What the task asks —
Please quote the passage from the news summary on COBRA and the Medicare doctor payment fix, starting with "Meanwhile, CQ HealthBeat" and going on through "March 1 (2/16).".

Lawmakers seek ways to expand COBRA and address the Medicare doctor payment "fix."
The Hill: "Democratic leaders said extensions of unemployment insurance and COBRA healthcare benefits should be emergency spending that isn't subject to the pay-as-you-go statute, which requires new non-discretionary spending to be offset with spending cuts or tax increases. With current extensions of unemployment and COBRA benefits set to expire at the end of the month and the jobless rate still near 10 percent, Democratic lawmakers want to pass the extensions quickly, without having to find offsets for the costs."
The unemployment and COBRA language initially included in the jobs bill, which would advance a six-month extension of these benefits, "made up roughly a third of the House Democrats' $154 billion jobs package. ... Republicans voted en masse against the pay-go legislation, criticizing Democrats for including language that would allow exemptions to it. ... For now, centrist Democrats are leaning toward passing unemployment and COBRA benefits as emergency spending" (Alarkon, 2/16).
Meanwhile, CQ HealthBeat reports on the "doc fix": "With the removal of a Medicare provision preventing a 21 percent payment cut to doctors and a provision blocking a payment cap for outpatient rehabilitation services from the Senate jobs bill, it's unclear what legislation if any will get through Congress this month negating the cuts." Currently, the doctor payment cut is expected to go into effect March 1 (2/16).

Dataset records —
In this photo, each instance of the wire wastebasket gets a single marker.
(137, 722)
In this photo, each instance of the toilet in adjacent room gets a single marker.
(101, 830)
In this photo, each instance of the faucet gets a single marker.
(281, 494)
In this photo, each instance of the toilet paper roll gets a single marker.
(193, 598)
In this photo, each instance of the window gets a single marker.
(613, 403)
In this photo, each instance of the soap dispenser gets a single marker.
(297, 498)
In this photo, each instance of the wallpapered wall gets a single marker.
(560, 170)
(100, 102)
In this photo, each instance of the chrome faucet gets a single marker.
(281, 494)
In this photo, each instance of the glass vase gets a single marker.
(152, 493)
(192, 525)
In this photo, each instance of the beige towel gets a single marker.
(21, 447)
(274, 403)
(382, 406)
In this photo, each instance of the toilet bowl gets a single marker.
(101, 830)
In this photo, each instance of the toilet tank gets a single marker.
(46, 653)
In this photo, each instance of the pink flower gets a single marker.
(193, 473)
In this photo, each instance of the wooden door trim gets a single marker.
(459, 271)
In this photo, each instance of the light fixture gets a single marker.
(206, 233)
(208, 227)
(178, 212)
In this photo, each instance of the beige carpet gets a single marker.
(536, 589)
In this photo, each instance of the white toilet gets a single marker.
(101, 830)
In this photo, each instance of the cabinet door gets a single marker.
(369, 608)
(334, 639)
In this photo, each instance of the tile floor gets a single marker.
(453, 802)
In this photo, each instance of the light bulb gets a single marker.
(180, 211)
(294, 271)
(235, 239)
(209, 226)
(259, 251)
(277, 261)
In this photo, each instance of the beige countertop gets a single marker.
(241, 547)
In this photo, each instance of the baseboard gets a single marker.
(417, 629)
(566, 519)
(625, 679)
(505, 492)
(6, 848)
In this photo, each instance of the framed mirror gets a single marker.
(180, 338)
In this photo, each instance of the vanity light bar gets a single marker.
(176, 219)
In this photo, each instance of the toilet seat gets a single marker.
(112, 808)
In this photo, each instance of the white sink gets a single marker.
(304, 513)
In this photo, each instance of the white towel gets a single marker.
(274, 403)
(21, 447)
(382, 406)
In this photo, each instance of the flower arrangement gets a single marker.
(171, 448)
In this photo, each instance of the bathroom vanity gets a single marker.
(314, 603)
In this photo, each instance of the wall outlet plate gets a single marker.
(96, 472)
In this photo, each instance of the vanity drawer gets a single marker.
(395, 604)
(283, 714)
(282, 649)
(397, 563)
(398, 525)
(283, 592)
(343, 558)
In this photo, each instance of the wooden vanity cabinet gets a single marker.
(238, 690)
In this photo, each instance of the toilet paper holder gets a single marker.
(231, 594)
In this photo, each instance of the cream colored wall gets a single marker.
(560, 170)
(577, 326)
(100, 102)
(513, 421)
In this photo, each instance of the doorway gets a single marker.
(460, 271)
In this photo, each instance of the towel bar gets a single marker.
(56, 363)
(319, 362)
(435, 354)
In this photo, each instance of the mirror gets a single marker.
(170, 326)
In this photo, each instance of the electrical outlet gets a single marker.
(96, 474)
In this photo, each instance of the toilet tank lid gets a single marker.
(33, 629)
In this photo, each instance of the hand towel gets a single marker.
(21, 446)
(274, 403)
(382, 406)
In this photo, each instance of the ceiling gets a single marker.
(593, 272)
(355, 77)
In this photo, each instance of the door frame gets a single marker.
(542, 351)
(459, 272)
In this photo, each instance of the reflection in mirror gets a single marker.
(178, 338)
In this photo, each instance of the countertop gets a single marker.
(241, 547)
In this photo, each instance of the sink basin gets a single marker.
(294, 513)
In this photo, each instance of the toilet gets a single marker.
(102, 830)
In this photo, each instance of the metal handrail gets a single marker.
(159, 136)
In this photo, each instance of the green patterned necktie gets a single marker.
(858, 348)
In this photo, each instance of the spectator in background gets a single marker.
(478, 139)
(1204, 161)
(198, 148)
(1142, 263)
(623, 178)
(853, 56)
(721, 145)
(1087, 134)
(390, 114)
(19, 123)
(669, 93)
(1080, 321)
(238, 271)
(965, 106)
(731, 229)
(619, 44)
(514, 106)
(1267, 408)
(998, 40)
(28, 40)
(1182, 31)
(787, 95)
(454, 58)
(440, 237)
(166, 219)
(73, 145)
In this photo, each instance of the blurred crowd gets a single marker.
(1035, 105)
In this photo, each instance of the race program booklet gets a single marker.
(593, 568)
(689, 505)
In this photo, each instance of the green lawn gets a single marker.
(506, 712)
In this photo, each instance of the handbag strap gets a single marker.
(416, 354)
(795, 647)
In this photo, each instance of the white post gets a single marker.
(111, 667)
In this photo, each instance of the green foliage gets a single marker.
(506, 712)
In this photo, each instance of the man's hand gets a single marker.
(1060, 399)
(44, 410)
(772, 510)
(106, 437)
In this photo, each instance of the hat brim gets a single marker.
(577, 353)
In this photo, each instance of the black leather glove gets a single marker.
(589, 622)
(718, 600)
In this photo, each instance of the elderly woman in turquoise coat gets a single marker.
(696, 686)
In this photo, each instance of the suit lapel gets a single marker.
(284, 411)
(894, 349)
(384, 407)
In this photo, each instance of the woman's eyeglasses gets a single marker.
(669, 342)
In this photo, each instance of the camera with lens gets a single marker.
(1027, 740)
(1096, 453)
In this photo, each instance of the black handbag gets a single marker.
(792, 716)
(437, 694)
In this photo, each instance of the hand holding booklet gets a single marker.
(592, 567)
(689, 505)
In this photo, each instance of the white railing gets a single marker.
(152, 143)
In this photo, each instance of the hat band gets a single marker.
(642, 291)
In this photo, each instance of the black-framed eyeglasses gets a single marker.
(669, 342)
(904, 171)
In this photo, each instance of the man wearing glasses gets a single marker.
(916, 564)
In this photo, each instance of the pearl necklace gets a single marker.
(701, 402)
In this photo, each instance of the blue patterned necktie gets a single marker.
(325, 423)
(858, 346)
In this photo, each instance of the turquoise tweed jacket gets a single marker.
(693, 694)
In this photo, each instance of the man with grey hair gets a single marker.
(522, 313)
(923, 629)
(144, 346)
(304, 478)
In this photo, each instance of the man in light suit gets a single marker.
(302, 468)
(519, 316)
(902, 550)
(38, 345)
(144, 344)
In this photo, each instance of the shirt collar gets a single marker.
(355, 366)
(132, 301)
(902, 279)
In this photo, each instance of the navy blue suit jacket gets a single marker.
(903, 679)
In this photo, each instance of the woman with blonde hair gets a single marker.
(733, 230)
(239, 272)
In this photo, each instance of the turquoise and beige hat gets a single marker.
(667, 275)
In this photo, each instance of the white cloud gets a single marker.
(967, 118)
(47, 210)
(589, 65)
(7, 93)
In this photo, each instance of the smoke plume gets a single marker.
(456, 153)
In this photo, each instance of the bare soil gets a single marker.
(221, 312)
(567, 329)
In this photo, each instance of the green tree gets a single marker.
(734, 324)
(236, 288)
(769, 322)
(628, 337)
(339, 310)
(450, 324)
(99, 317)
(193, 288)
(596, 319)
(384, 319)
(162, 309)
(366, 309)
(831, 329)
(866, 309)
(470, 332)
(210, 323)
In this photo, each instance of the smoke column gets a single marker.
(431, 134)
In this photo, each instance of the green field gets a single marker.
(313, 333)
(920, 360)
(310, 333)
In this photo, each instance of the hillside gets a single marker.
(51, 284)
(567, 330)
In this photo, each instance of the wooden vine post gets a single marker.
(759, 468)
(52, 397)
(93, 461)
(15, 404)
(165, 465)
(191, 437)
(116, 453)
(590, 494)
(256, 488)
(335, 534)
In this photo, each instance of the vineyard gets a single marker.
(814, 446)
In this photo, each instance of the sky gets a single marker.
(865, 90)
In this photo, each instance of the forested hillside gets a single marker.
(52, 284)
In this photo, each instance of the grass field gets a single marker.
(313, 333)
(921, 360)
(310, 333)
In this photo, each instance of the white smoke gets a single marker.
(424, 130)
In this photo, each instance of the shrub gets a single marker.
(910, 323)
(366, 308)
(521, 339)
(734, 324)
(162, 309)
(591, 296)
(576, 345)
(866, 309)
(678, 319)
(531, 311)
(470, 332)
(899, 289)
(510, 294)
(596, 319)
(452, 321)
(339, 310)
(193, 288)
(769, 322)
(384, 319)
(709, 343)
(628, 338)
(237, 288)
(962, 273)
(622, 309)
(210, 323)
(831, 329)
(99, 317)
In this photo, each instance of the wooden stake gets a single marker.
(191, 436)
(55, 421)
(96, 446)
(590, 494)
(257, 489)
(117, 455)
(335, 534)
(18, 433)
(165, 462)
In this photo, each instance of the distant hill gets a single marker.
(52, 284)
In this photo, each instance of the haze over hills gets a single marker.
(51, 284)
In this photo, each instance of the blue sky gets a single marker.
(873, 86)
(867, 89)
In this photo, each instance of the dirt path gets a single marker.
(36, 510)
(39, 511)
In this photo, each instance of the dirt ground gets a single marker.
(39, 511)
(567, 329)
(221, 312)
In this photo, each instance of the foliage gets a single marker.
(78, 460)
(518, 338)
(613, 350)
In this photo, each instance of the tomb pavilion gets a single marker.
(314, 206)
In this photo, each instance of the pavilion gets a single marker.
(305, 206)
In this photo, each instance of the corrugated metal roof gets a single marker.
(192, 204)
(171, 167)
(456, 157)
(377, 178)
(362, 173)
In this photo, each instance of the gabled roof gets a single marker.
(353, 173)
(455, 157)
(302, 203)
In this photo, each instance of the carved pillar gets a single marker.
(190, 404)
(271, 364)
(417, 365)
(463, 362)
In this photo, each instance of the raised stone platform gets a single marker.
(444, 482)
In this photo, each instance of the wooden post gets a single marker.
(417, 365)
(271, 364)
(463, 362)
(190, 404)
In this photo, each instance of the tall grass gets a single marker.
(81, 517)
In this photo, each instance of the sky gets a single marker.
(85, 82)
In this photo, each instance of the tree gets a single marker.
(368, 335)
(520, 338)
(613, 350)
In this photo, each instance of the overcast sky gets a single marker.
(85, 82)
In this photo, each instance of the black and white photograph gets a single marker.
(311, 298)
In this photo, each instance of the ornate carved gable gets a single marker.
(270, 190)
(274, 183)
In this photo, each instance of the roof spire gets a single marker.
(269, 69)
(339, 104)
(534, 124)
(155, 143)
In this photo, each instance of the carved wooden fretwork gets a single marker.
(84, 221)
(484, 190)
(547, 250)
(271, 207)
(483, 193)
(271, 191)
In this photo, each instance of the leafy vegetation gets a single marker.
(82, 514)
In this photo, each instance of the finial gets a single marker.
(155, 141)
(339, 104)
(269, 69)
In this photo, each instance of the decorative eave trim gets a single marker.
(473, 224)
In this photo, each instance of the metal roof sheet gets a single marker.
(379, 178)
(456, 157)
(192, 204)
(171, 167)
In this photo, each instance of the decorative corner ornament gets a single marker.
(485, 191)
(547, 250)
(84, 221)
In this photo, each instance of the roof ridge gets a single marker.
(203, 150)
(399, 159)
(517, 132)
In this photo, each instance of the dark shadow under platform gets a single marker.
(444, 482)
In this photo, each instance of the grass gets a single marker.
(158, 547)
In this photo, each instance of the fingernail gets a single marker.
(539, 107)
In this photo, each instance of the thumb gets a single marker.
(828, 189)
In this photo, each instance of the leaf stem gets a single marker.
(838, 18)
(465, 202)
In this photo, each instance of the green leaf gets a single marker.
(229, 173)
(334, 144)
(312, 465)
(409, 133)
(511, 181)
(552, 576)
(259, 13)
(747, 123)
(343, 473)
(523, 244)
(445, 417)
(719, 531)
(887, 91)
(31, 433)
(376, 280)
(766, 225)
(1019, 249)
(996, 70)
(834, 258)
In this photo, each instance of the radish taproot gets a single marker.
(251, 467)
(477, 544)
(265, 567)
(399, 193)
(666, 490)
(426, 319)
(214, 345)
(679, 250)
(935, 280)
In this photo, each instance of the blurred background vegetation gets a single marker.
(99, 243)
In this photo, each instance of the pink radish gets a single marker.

Result for this task —
Meanwhile, CQ HealthBeat reports on the "doc fix": "With the removal of a Medicare provision preventing a 21 percent payment cut to doctors and a provision blocking a payment cap for outpatient rehabilitation services from the Senate jobs bill, it's unclear what legislation if any will get through Congress this month negating the cuts." Currently, the doctor payment cut is expected to go into effect March 1 (2/16).